>>>>
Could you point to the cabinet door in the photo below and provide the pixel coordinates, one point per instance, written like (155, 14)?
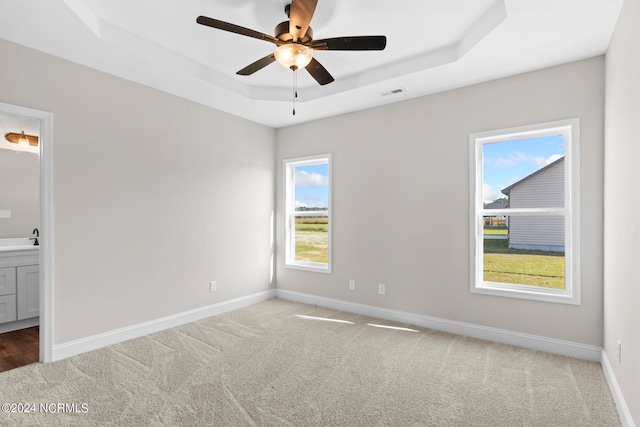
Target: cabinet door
(7, 281)
(28, 291)
(7, 308)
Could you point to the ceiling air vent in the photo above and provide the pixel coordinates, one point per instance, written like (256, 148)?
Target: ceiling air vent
(392, 92)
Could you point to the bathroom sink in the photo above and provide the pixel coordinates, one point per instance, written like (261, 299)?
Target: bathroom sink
(17, 244)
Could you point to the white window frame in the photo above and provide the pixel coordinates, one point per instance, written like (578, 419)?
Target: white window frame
(571, 294)
(291, 214)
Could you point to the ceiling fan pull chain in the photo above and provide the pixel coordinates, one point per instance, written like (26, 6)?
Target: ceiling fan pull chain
(295, 88)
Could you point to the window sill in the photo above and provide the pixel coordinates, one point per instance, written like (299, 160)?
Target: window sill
(559, 296)
(314, 267)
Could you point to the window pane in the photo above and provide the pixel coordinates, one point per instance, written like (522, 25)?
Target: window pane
(311, 201)
(312, 239)
(524, 173)
(531, 252)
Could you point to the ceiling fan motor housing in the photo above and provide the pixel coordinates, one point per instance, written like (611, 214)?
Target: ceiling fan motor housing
(282, 32)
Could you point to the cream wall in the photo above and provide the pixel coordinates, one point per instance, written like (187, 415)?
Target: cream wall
(19, 192)
(154, 196)
(401, 200)
(622, 205)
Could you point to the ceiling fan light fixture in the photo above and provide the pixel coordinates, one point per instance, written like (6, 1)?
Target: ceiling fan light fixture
(293, 55)
(23, 141)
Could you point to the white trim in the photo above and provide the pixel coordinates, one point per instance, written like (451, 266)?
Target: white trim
(618, 398)
(571, 212)
(83, 345)
(288, 166)
(46, 223)
(518, 339)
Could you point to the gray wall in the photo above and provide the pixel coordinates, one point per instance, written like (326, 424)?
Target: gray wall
(154, 196)
(19, 192)
(401, 200)
(622, 205)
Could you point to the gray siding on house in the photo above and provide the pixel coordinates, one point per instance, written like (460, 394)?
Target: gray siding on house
(544, 233)
(544, 188)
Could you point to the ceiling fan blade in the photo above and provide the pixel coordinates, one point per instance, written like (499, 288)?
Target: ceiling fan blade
(300, 15)
(318, 72)
(350, 43)
(257, 66)
(232, 28)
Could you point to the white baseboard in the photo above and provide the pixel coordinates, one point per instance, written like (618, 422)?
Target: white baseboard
(72, 348)
(535, 342)
(618, 398)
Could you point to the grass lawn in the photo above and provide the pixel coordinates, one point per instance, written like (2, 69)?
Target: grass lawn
(312, 240)
(522, 267)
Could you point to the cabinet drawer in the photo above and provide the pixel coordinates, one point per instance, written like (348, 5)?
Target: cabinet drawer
(8, 308)
(7, 281)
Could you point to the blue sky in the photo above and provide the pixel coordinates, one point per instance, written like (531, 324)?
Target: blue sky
(507, 162)
(312, 186)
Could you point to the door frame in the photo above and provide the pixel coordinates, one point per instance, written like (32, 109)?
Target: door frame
(45, 146)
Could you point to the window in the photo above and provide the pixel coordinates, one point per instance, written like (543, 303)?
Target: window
(308, 213)
(524, 212)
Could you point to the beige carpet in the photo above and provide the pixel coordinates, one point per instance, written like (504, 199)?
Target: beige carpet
(279, 364)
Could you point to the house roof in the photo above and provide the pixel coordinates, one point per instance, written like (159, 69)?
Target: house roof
(507, 190)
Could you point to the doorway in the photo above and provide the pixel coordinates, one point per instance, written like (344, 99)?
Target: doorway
(43, 285)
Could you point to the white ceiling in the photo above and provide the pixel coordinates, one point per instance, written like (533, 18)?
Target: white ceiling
(432, 46)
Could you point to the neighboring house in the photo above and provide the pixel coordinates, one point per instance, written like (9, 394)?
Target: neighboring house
(498, 220)
(543, 188)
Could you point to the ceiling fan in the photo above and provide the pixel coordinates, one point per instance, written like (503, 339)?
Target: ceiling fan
(295, 43)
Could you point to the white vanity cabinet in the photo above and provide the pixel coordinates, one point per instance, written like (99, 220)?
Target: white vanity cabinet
(28, 292)
(8, 308)
(19, 288)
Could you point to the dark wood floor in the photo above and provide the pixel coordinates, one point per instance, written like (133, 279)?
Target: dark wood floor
(19, 348)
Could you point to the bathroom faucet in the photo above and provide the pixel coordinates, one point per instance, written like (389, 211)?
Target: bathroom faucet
(37, 233)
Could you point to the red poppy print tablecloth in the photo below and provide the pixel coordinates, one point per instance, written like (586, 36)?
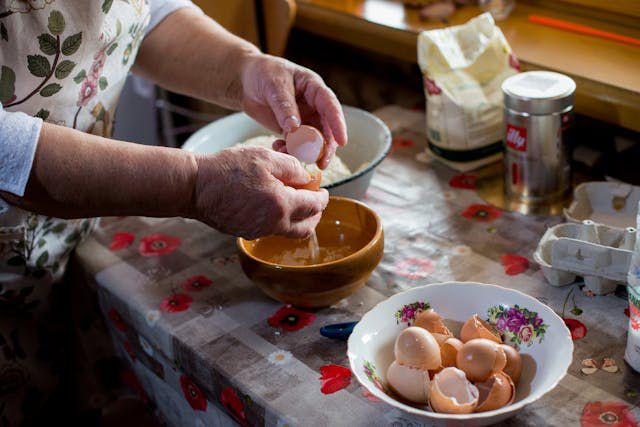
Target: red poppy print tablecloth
(210, 349)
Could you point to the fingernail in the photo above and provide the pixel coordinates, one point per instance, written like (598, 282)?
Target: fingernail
(291, 123)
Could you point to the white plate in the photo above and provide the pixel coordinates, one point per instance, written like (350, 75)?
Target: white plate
(547, 353)
(369, 143)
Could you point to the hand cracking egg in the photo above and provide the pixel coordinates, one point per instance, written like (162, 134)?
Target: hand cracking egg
(305, 144)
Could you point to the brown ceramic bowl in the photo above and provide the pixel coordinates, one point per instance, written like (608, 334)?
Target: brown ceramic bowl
(321, 285)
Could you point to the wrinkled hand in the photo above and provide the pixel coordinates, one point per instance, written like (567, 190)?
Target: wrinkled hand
(282, 95)
(242, 191)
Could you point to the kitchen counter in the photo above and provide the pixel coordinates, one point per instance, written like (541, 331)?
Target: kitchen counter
(209, 347)
(606, 72)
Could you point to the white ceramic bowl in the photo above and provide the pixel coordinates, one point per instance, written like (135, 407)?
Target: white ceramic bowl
(547, 353)
(369, 143)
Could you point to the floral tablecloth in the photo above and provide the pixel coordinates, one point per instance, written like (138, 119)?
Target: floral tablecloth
(204, 342)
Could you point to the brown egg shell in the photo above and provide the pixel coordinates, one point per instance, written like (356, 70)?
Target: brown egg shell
(409, 383)
(475, 327)
(448, 387)
(498, 391)
(480, 358)
(513, 367)
(417, 348)
(449, 351)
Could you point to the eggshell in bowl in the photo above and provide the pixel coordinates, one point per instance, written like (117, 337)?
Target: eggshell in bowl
(475, 327)
(452, 393)
(449, 351)
(498, 391)
(417, 348)
(546, 356)
(514, 363)
(409, 383)
(480, 358)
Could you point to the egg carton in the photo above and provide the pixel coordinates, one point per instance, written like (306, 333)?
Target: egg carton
(599, 253)
(608, 203)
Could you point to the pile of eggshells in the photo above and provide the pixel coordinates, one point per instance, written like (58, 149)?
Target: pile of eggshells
(475, 373)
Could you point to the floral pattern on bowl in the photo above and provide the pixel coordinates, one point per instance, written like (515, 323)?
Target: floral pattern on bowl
(518, 325)
(407, 313)
(370, 371)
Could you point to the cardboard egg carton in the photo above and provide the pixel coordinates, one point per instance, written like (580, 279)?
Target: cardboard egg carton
(609, 203)
(599, 253)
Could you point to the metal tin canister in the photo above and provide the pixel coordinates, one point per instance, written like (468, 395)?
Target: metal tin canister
<<<<
▸ **WHAT THE TASK ASKS**:
Would you copy out exactly the lines above that start at the one containing "Target: gray siding on house" and end at the one containing "Could you point to the ceiling fan blade", inclusive?

▸ **WRITTEN RESPONSE**:
Target: gray siding on house
(544, 233)
(544, 188)
Could you point to the ceiling fan blade in the photo above and provide the pixel coordinates, one point per instance, written like (499, 288)?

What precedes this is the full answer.